-- BEGIN Source document --
Stock Market Weekly Forecast - Nasdaq Nears 25,000, Dow Hits 46,758 as Markets Defy Shutdown

Stock Market Weekly Forecast - Nasdaq Nears 25,000, Dow Hits 46,758 as Markets Defy Shutdown

S&P 500 jumps to 6,716, global inflows hit $26B, and India’s Sensex surges past 81,200 amid record tech gains and easing rate bets | That's TradingNEWS

TradingNEWS Archive 10/5/2025 5:28:38 PM
Stocks Markets BLK HOOD CAT BAC

Wall Street Defies Shutdown Turmoil as Nasdaq, S&P 500 and Dow Hit New Highs Amid Liquidity Euphoria and Policy Uncertainty

October 2025 opened with extraordinary divergence between economic headlines and market behavior. Despite the ongoing U.S. government shutdown and renewed fiscal gridlock in Washington, equity benchmarks continued their relentless advance. The S&P 500 (SPX) climbed to a fresh record high near 6,716, up 8.6% since August, while the Dow Jones Industrial Average (DJI) ended at 46,758, marking its fifth consecutive weekly gain. The Nasdaq Composite (NDX), meanwhile, pushed toward the 25,000 psychological ceiling before slight profit-taking late in the week. Across the Pacific, India’s Sensex (BSE:SENSEX) and Nifty (NSE:NIFTY) held firm near record territory as domestic metals, PSU banks, and industrials extended their rally. Yet beneath this surface optimism, several signals point toward stretched valuations, slowing breadth, and mounting policy tension.

S&P 500 (SPX) Momentum Peaks at Record High as Valuations Flash Warning Signs

The S&P 500 posted a sixth straight daily advance and a fifth weekly gain, sustaining a 12-week recovery that now totals nearly 9% from its August low. The index closed just below 6,720, propelled by renewed strength in industrials, semiconductors, and discretionary sectors. RSI levels above 70 indicate overbought momentum, while the index’s forward P/E ratio has crossed 22x, its richest multiple since 2021. Technical support now stands at 6,606, aligning with the August trendline, and deeper support lies around 6,342, the July high-day close and August open. Any sustained move below these zones could confirm that short-term exhaustion is building.

The upside target remains focused on 6,790–6,911, a resistance area marked by Fibonacci extensions from the April advance. A decisive breakout above 6,911 would position the market for a possible push toward the 7,000 handle, where profit-taking is expected to intensify. Trading desks across Wall Street report light hedge coverage despite record highs, suggesting complacency rather than conviction.
-- END Source document --
- Stated goal -
Answer these questions from the stock market forecast above.
(a) At what level did the Dow Jones Industrial Average end?
(b) What forward P/E ratio has the S&P 500 crossed?
(c) What range is given as the S&P 500's upside target?
-- BEGIN Information provided --
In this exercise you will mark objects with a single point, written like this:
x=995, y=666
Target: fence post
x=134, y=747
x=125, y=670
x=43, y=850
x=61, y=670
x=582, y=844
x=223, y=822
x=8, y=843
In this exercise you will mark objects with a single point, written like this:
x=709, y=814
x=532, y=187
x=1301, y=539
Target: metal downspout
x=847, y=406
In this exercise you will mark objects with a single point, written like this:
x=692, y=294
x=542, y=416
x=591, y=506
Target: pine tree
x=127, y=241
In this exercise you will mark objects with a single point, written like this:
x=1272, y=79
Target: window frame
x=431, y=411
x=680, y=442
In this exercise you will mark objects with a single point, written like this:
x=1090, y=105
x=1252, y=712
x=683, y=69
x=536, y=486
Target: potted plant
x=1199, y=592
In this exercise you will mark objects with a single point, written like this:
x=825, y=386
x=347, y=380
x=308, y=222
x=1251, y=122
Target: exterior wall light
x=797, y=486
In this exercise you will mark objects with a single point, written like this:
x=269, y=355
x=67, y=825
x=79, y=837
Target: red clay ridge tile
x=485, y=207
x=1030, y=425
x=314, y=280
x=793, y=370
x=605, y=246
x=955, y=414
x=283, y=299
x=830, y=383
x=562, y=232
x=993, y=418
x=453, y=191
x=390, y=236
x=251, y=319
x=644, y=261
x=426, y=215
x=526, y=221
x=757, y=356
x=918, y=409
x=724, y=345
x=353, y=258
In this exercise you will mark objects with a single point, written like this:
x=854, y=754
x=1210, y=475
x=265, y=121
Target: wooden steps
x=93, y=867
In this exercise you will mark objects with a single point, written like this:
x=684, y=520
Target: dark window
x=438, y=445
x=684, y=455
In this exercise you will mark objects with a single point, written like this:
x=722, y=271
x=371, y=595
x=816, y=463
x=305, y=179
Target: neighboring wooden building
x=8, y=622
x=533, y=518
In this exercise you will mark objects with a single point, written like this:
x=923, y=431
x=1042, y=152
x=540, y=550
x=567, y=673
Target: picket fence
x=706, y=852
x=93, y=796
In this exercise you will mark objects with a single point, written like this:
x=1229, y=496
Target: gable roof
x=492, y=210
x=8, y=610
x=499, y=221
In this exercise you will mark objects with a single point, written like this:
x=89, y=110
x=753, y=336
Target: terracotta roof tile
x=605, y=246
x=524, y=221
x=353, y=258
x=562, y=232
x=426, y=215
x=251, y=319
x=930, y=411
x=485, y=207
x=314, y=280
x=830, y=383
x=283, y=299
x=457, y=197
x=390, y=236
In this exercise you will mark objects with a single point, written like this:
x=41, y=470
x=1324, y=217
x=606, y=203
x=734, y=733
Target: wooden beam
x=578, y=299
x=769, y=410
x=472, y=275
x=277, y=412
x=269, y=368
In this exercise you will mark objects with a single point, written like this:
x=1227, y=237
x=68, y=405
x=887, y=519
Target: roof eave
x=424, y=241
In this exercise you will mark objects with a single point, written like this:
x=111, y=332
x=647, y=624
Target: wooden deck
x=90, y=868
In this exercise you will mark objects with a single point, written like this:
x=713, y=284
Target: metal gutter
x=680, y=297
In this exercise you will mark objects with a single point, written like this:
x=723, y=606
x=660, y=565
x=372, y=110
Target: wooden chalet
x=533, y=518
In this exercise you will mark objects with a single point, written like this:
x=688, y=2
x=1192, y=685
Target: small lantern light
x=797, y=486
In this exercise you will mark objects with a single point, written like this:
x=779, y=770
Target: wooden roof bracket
-- END Information provided --
- Solution to this task -
(a) 46,758
(b) 22x
(c) 6,790–6,911